SOURCE DATA START

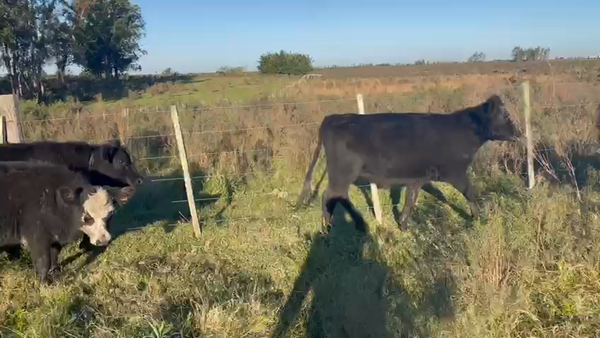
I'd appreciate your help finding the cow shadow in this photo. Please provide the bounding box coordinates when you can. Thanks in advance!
[272,205,455,337]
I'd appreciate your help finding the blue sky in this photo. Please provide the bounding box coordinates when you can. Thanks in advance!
[134,0,600,73]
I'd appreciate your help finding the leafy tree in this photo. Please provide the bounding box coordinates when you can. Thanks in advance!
[258,50,313,75]
[467,51,486,62]
[511,46,550,62]
[0,0,57,98]
[71,0,146,79]
[48,2,74,85]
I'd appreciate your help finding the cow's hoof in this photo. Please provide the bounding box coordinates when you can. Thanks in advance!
[49,265,62,276]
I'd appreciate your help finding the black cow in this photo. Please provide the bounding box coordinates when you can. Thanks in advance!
[0,161,135,283]
[0,139,143,257]
[0,139,143,187]
[295,95,522,231]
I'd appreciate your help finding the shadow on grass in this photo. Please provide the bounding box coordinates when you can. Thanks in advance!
[272,203,455,338]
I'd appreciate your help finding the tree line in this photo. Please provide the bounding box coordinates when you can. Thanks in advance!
[0,0,145,99]
[467,46,551,63]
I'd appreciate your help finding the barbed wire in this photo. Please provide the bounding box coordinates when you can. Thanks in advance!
[138,146,294,161]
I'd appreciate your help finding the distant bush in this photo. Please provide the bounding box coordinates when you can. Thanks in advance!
[467,51,486,63]
[161,68,179,77]
[257,50,313,75]
[216,66,246,76]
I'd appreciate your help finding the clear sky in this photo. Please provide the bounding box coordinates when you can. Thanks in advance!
[135,0,600,74]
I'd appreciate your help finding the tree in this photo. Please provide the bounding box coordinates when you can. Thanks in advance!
[257,50,313,75]
[0,0,58,98]
[511,46,550,62]
[467,51,486,62]
[71,0,146,79]
[512,46,523,62]
[48,2,74,85]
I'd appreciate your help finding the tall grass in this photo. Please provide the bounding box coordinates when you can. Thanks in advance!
[1,72,600,337]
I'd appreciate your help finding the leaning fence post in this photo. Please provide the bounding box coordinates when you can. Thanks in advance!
[170,105,202,237]
[356,93,383,224]
[522,81,535,189]
[0,94,23,143]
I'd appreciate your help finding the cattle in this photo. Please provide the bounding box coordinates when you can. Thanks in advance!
[0,161,135,283]
[0,139,143,257]
[0,139,144,187]
[295,95,522,231]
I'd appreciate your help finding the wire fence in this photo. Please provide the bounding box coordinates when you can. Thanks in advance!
[1,80,600,234]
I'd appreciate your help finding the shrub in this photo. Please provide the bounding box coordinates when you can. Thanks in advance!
[257,50,313,75]
[216,66,246,76]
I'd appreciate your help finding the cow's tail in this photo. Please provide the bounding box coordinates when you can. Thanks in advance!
[294,128,324,211]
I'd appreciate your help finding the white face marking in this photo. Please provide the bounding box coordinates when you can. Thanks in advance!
[80,188,114,246]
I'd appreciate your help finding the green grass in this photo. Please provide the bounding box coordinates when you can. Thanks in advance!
[92,75,299,109]
[2,157,600,337]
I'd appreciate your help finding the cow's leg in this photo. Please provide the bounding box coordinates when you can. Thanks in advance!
[395,183,421,231]
[49,243,63,276]
[321,187,335,230]
[319,143,365,230]
[447,174,479,220]
[79,234,93,252]
[27,237,53,283]
[2,245,22,261]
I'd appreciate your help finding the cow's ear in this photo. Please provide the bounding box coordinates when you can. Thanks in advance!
[56,186,83,205]
[109,139,122,148]
[485,95,503,116]
[106,186,136,206]
[101,144,117,161]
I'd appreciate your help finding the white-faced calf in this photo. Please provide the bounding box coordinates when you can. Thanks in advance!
[0,161,134,283]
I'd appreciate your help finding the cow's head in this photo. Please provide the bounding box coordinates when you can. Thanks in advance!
[89,139,145,187]
[478,95,522,142]
[56,185,135,246]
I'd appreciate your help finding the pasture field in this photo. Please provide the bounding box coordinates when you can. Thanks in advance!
[2,61,600,337]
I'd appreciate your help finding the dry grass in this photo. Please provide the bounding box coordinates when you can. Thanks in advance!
[2,65,600,337]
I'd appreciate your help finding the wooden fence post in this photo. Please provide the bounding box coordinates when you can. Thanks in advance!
[522,81,535,189]
[356,94,383,224]
[0,116,6,144]
[123,108,130,134]
[0,94,23,143]
[170,105,202,237]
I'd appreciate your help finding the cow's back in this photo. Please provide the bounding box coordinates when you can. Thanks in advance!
[0,142,92,169]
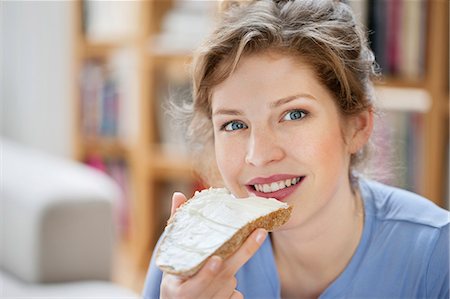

SOURCE DATA END

Copy out the data exactly and keep the pictures out.

I'd appreciate your help finding the cow shadow in this photo. Please provide the bounding box coordinates when you can. Thanks in advance!
[272,205,455,337]
I'd appreciate your help finding the blue sky in this photo. Please provide the bounding box coordinates when you can. Thanks in advance!
[134,0,600,73]
I'd appreciate your help finding the leafy tree in this photo. Please provide the bounding box coordinates when you can. Thanks in advance!
[258,50,313,75]
[467,51,486,62]
[511,46,550,62]
[0,0,57,98]
[71,0,146,79]
[48,2,74,85]
I'd appreciate your help finding the cow's hoof in this photo. Please provide the bounding box coordinates when you can. Thanks in advance!
[49,265,62,276]
I'd appreciate your help finding the black cow in this photo. Please provide the bounding box coordinates when you can. Thanks in advance!
[0,161,135,283]
[0,139,143,257]
[0,139,143,187]
[295,95,522,231]
I'd appreciate your help finding the shadow on grass in this photo. Please provide the bounding box coordinates when you can. Thanks in advance!
[272,203,455,338]
I'd appreciate your help finding the tree line in this photo. Please provide the bounding box coordinates when you can. Thanks in advance!
[0,0,145,99]
[467,46,551,63]
I'd appreciate your help finding the barbed wire in this photo. Please provide the bounding box coordinates when you can. Thanks in advance!
[138,146,294,161]
I'd appreciate your help finding the distant bush in this photo. Please provide the bounding box coordinates when you can. Thanks in advance!
[467,51,486,63]
[161,68,179,77]
[257,50,313,75]
[216,66,246,76]
I'd appreciate your help finding the clear sky in this photo. Please provide the bounding box coordinates when you can. Thanks in advance!
[135,0,600,74]
I'd appreciate your help finding the tree in this photo. Please provide the bounding box coordinates when you can. Thanks in advance!
[257,50,313,75]
[0,0,58,98]
[511,46,550,62]
[467,51,486,62]
[71,0,146,79]
[512,46,523,62]
[48,2,74,85]
I'd appreciate your help finding the tall grass in this photo. Please provide the bounding box coordinates when you can. Thanks in advance!
[1,72,600,337]
I'd appreciate your help finding the leaning fence post in this photo. Please provide the bounding box coordinates when you can. Thanks in advance!
[170,105,202,237]
[356,93,383,224]
[522,81,535,189]
[0,94,23,143]
I'd appreciate your help finding the cattle in this photo. Please provide the bounding box coordinates when you can. Thanks in advance!
[0,161,135,283]
[0,139,143,257]
[0,139,144,187]
[295,95,522,231]
I'd appreciate your help finding the wire fence in this photo. Please provide the bounding box coordinates when you can. Thanks in advance!
[1,80,600,234]
I'd appreciate your help finding the shrub in this photo. Please provide the bounding box coordinates when you can. Thanks in advance!
[257,50,313,75]
[216,66,246,76]
I'd appreciate your help finding the cow's tail in this photo. Please provide the bounding box coordinates when you can. Thanks in advance!
[294,128,324,211]
I'd appreciate your help finding the white face marking in this photo. Please provide the bounding box coordinates when you can. Thanks in advance!
[80,188,114,246]
I'd appreciate your help finding the green grass in this photo. Please provide the bounding box coordinates when you can. Thanks in advance!
[92,75,299,109]
[2,157,600,337]
I'd appreciate your help finding the cow's leg in this photo. Please provide the bounding box coordinates when you can. Thanks in advance!
[395,183,421,231]
[49,243,63,276]
[321,187,335,230]
[319,143,365,230]
[447,174,479,220]
[79,234,93,252]
[27,237,53,283]
[2,245,22,261]
I'd appreciate your help finding the cow's ear in this photo. Please provide the bounding box coordinates when you can. Thanks in advance!
[56,186,83,205]
[109,139,122,148]
[485,95,503,116]
[106,186,136,206]
[101,144,117,161]
I'd appreciate your help finding the white-faced calf in this photo. Please provide the bounding box coordinates when you can. Thanks in advance!
[0,161,134,283]
I'd appreciate your help finding the cow's head in this photo. Please provide the bounding box coordinates when you can. Thanks in advance!
[89,139,145,187]
[478,95,522,142]
[56,185,135,246]
I'd appreciate your help finding the pasture field in this photo. Please provide the bounding box coordinates when you can. Thanks in advance!
[2,61,600,337]
I'd appreciate your help finding the dry grass in this photo. Please provide the bounding box coordinates when you can. Thanks in advance!
[2,65,600,337]
I'd appreciate your help finding the wooden fence post in this photo. Please provide the bounding box coordinates when you can. Thanks in advance!
[522,81,535,189]
[356,94,383,224]
[0,116,6,144]
[123,108,130,134]
[0,94,23,143]
[170,105,202,237]
I'd appreciate your help finding the cow's back in this photo. Please provide the bounding box coordinates when you can. Thanks in advance!
[0,142,92,169]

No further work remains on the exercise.